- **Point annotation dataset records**
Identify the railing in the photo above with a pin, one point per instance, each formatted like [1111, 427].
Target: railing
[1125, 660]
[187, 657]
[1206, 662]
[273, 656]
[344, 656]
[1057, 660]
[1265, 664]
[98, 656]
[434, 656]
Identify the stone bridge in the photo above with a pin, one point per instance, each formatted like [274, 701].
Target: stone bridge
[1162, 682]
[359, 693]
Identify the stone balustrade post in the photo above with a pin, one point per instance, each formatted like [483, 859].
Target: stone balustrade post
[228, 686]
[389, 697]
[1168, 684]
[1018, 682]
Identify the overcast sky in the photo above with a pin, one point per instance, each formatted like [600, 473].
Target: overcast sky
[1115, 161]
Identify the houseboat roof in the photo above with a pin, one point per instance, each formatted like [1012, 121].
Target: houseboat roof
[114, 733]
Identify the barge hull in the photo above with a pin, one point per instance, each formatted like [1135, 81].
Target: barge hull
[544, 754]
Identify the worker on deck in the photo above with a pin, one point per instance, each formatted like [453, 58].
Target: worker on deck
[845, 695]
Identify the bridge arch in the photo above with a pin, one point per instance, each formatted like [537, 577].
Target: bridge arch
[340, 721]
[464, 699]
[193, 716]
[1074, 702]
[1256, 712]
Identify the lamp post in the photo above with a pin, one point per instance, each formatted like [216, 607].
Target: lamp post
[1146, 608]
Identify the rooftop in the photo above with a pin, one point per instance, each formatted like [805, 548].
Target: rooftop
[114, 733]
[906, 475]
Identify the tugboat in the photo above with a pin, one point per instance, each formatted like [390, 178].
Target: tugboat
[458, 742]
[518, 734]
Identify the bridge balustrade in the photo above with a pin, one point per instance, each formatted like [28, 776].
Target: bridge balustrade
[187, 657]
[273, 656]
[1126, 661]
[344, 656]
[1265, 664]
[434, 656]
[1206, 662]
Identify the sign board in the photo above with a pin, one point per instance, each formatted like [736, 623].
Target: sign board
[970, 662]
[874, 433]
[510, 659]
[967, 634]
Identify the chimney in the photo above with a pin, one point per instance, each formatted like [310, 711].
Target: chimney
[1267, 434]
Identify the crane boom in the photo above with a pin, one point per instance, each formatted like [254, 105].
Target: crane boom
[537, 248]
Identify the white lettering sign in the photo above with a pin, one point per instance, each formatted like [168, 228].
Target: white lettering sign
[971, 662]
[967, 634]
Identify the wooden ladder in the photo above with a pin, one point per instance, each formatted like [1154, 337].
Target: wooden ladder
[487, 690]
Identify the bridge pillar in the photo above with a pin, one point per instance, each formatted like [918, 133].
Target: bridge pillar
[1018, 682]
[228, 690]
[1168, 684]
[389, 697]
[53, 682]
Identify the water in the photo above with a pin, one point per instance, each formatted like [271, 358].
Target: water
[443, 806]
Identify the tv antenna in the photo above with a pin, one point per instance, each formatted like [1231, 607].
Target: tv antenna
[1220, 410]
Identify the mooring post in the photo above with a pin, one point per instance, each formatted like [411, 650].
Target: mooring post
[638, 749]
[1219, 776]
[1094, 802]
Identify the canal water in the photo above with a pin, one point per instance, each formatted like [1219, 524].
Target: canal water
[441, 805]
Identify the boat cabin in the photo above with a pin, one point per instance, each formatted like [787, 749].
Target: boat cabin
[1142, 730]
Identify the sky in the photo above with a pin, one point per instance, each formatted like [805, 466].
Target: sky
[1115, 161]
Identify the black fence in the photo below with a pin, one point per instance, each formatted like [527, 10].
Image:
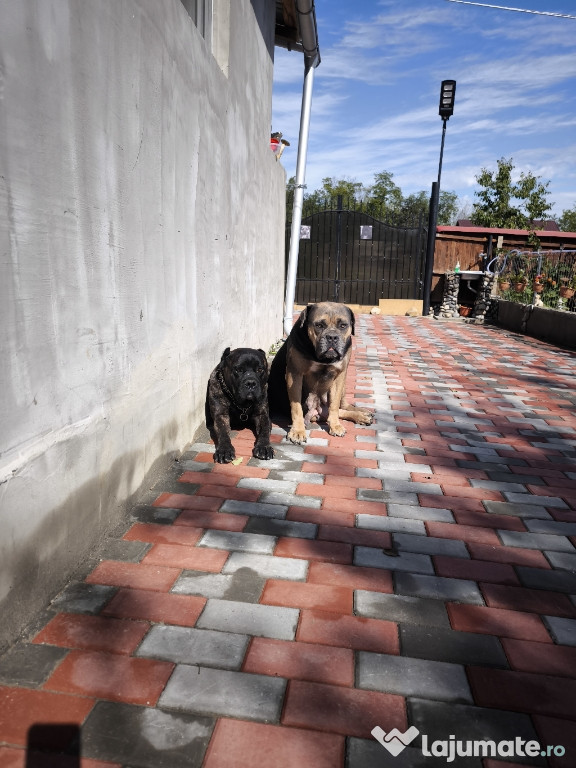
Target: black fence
[347, 254]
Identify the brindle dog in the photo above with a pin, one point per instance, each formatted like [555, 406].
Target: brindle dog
[237, 398]
[308, 374]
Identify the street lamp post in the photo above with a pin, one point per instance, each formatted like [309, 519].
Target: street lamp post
[445, 110]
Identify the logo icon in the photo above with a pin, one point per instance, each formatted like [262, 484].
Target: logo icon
[395, 741]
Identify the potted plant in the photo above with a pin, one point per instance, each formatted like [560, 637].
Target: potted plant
[504, 282]
[568, 287]
[519, 281]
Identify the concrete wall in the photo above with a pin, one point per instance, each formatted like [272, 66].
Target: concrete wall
[141, 232]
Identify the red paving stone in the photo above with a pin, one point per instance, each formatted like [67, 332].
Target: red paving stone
[192, 558]
[21, 708]
[93, 633]
[497, 621]
[111, 677]
[370, 579]
[237, 744]
[138, 575]
[545, 659]
[182, 610]
[533, 600]
[322, 708]
[524, 692]
[295, 595]
[310, 549]
[300, 661]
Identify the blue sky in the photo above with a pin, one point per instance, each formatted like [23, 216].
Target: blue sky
[376, 94]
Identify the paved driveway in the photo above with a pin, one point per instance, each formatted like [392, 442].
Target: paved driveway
[416, 575]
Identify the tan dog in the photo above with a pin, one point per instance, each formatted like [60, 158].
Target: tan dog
[309, 371]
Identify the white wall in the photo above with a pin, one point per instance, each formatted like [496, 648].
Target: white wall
[141, 232]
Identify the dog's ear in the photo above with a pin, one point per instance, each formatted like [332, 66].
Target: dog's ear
[264, 358]
[303, 319]
[352, 320]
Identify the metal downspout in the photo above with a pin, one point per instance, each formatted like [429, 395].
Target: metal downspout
[298, 199]
[309, 34]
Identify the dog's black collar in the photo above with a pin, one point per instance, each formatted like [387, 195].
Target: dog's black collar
[244, 411]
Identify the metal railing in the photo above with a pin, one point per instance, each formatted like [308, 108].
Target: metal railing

- **Exercise prompt**
Leave out the pictures, and give all the records again exactly.

- **Exercise response**
Identify the railing in the photo above with a pin, one point per instance, each formatted like [1111, 427].
Target: railing
[1125, 660]
[187, 657]
[1206, 662]
[273, 656]
[344, 656]
[1057, 660]
[1265, 664]
[98, 656]
[434, 656]
Identify the stone bridge in the photo above with a pin, one point per instance, each formatted like [274, 701].
Target: stone bridge
[1162, 682]
[359, 693]
Identify the stone balustrade post in the photo above with a pin, one point per instance, each formatted like [483, 859].
Target: stone balustrade post
[228, 686]
[389, 697]
[1168, 684]
[1018, 682]
Identify the overcast sky in the photo above with a pin, one point per instance, each formatted like [600, 473].
Target: overcast sky
[1115, 161]
Identify the houseboat roof in the photo above with a pin, one point per instance, each formatted like [1012, 121].
Target: houseboat roof
[114, 733]
Identify the barge hull in the photo above with a pin, one point per instance, each formatted like [1135, 81].
Target: barge hull
[544, 754]
Identify the worker on deck in the photo above with a pin, one point per instance, each formatted like [453, 58].
Target: worker on deck
[845, 695]
Identify the bridge arch in the photo above with a pin, one point per instance, each formatted like [537, 577].
Target: bridge arch
[340, 721]
[464, 699]
[193, 716]
[1074, 702]
[1256, 712]
Identify the lamp post in the photo above with a pin, one point per instance, each formatted like [216, 607].
Target: lamp post
[1146, 608]
Identify the rooftop in the photo above with a pin, one point per instance, each formatted like [805, 548].
Target: rooftop
[114, 733]
[906, 475]
Identify the tugboat in the photo above with a pin, one point per instance, each formatted like [390, 178].
Target: tugboat
[458, 742]
[518, 734]
Identify the bridge balustrade in the photo above with a pin, one point per instance, each formatted like [28, 776].
Target: bridge balustrade
[187, 657]
[273, 656]
[1126, 661]
[344, 656]
[1265, 664]
[434, 656]
[1206, 662]
Identify the sign board in the photo above with a pin, one point per instance, each formatted like [736, 623].
Target: sign board
[970, 662]
[874, 433]
[510, 659]
[967, 634]
Identify the chimney in the photo above with a pin, one point per instance, each formatted like [310, 711].
Target: chimney
[1267, 434]
Identify the crane boom in the photo above with a pin, one point per instance, each formatted like [254, 105].
Target: crane boom
[537, 248]
Identify the white lettering sign in the photo above with a pin, one point per instance, each formatted like [168, 228].
Target: white lettering sign
[971, 662]
[967, 634]
Identify the wooden ladder in the photo above with a pin, one point per instance, each formatted like [1154, 337].
Target: wooden ladder
[487, 690]
Identify the bridge pillar in the photo above with a pin, one point per instance, each formatted like [918, 133].
Target: bridge pillar
[1018, 682]
[228, 690]
[1168, 684]
[389, 697]
[53, 682]
Identify the water in the photo above with a pin, one point per instance, each formatted like [271, 358].
Target: water
[443, 806]
Identify the tv antenna in the photo above with a pin, one point per instance, each formatted like [1231, 607].
Target: tv antenna
[1220, 410]
Identify the mooring post in the photo above with a pin, one point per instance, each formatted like [411, 650].
Target: mooring post
[638, 749]
[1219, 776]
[1094, 802]
Identify the canal water in the photo above with a pin, one point per instance, each formatted like [1219, 524].
Target: canal water
[441, 805]
Identify the boat cabin in the photo above with a pin, one point per instance, each formatted like [787, 749].
Target: boat cabin
[1142, 730]
Identify the sky in the photo above with a pin, one point per instance, each formatted like [805, 466].
Target: sky
[1115, 161]
Identify the black fence in the photo below with a pin, one point per instance, each formatted like [527, 10].
Image:
Target: black fence
[347, 254]
Identify the brindle dog in the photo above with a pin, one point per instance, each formatted like [555, 406].
Target: brindle dog
[237, 398]
[308, 374]
Identify the street lamp post in the photo above with a pin, one point per instance, each formatted like [309, 519].
Target: street lamp post
[445, 110]
Identify the logo icon in the photo above with a pin, one point per instance, each formatted like [262, 484].
Target: logo icon
[395, 741]
Identify the potted plant in the photo above with a pin, one point per instance, each formatted like [560, 637].
Target: potted plant
[504, 282]
[568, 287]
[519, 281]
Identify the concrete wall in the photo above with a pin, one point per instance, each formatted like [272, 66].
Target: concrete wall
[141, 232]
Identify the red paving stone in the photo above with a pin, one point per instance, each formatted like [67, 332].
Target: red paving stone
[192, 558]
[21, 708]
[93, 633]
[497, 621]
[111, 677]
[370, 579]
[237, 744]
[138, 575]
[545, 659]
[182, 610]
[533, 600]
[322, 708]
[524, 692]
[295, 595]
[310, 549]
[300, 661]
Identify the blue sky in the photo above with a pin, one point per instance, each formatted like [23, 216].
Target: blue sky
[376, 94]
Identify the paved driveway in the photo above with a pin, one point per instance, each formatted like [392, 442].
Target: paved driveway
[416, 575]
Identify the tan dog in the photo above with a pin, one point per instance, each formatted like [60, 158].
Target: tan dog
[309, 371]
Identify the white wall in the photo above with a pin, one point per instance, each formatted like [496, 648].
Target: white wall
[141, 232]
Identify the dog's ear in the photo above with a pin, one point per instance, each formatted like [332, 66].
Target: dog's ear
[264, 358]
[303, 319]
[352, 320]
Identify the metal downspout in the photo above with a pin, one point per instance, each formatted like [429, 395].
Target: metal downspout
[298, 199]
[309, 34]
Identify the dog's black collar in the photo above with a pin, one point per instance, each formatted like [387, 195].
Target: dog's black collar
[244, 411]
Identify the metal railing in the photo above with a pin, one point per instance, each formatted like [308, 108].
Target: metal railing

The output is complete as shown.